> **QUOTED TEXT**

►

Wekesa v Republic (Criminal Appeal E111 of 2022) [2023] KECA 792 (KLR) (30 June 2023) (Judgment)
Neutral citation:
[2023] KECA 792 (KLR)
Republic of Kenya
Criminal Appeal E111 of 2022
F Sichale, FA Ochieng & LA Achode, JJA
June 30, 2023
Between
Stephen Makokha Wekesa
Appellant
and
Republic
Respondent
(Appeal against the decision of the High Court at Eldoret (Mshila & Karanja JJ.) dated 19th January, 2012) In Criminal Appeal No. 167 “A” of 2009)
Judgment
1.This is the second appeal of Stephen Makokha Wekesa against the judgement of Mshila and Karanja JJ, delivered at Eldoret on the 19th January, 2012. The appellant alongside five others were arrested and arraigned before the Magistrate’s Court at Eldoret, on two charges of robbery with violence contrary to section 29(2)of the Penal Code. They were convicted as charged and sentenced to death.
2.The particulars of the first offence were that the appellant and 5 others, on the night of 23rd/24th August, 1999, at Wehoya farm in Trans Nzoia district within the then Rift Valley province, jointly, while armed with pangas and rungus, robbed Mary Wangui of one motor vehicle reg KAC 911P Peugeot 504 pickup matatu, several kitchen utensils, one national radio cassette and cash Kshs.11,000/-, all valued at Kshs.820,000/= and immediately before or immediately after the time of the robbery, used actual violence against the said Mary Wangui.
3.The particulars of the second count were that the appellant and 5 others, on the same night and in the same compound, robbed James Kuria Kariuki of cash kshs.700/- and wounded him during the robbery.

◄

> **WRITTEN EXERCISE**
Extend the Wekesa appeal judgment past its last sentence, starting with the next numbered paragraph. None of the items has anything to do with the Wekesa appeal judgment.

> **DATASET EXCERPTS**
►

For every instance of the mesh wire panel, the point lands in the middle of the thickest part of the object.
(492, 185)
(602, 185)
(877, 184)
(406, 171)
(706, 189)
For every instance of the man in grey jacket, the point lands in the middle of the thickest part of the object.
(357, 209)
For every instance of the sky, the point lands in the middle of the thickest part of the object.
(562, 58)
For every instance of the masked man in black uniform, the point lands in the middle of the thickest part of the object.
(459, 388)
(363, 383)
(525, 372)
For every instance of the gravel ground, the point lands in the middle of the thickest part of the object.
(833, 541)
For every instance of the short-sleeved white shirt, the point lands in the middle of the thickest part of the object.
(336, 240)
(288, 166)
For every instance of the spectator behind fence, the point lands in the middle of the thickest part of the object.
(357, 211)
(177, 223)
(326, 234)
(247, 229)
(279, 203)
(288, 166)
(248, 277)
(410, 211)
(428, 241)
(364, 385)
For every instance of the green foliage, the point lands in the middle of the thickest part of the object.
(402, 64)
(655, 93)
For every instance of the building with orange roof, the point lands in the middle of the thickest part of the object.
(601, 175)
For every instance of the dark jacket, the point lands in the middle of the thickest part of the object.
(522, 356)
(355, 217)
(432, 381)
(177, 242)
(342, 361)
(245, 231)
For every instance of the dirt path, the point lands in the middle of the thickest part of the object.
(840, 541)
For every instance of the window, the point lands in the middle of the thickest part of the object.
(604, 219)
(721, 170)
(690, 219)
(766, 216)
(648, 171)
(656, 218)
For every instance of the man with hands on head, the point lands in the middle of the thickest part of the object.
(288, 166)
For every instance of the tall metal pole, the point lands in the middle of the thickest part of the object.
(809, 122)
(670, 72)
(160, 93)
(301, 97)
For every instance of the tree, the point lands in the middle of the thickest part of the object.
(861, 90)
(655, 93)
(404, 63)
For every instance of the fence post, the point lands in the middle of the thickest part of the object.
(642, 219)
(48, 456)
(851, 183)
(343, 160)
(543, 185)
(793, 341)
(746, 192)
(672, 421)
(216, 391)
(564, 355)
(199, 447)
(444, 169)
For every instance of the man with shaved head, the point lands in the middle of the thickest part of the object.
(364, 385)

◄

> **EXERCISE OUTPUT**
4.The appellant and the five others all denied the charges, leading to a trial in which the prosecution presented seven witnesses to prove its case. At the close of the prosecution case all the accused persons were found to have a case to answer and were placed on their defence. The appellant gave a sworn statement in his defence without calling any witnesses.
5.A synopsis of the prosecution case was that on the material date, the robbers struck in a compound that had three houses: the main house where Mary Wangui (PW1) was, a second house where her daughters (Mary Gathere (PW2), Josephine Muthoni (PW4) and Mercy Wanjiru) were, and a third house where PW1’s step son, James Kariuki Mburu (PW6) and her brother-in-law were.
6.The robbers attacked the second house first. PW2 told the court that when the four intruders came in to their house, she was able to see them by the help of a lit hurricane lamp that was in the house. That two of the intruders pulled her out of the house and ordered her to take them where their mother, PW1 was. She identified the appellant as one of the intruders who ordered her to take them to where the mother was.
7.PW1 told the court that she opened the door at the sound of PW2 calling her and saw, by the light of a hurricane lamp that was on in her house, five men armed with machetes and whips. One of the men demanded the car keys from her and he took the keys to motor vehicle registration no- KAC 911P, Peugeot 504 pick-up from her. They demanded the keys to a second motor vehicle registration no- KAG 720G, Isuzu Pougher, and when she told them that her step son PW6, had them, they made her escort them to where PW6 was.
8.PW6 testified that on the material day he was in the house with his uncle. They opened the door for his mother, PW1 and six men barged in with her. He could see them by the help of a lit hurricane lamp. The intruders tied their hands behind their backs and beat them up demanding to be given money. He directed them to take Kshs. 700 from his trouser pocket and he identified the appellant as the one who extracted the money therefrom. The intruders also took the car keys for the second motor vehicle, the Isuzu Pougher and tried to start it without success.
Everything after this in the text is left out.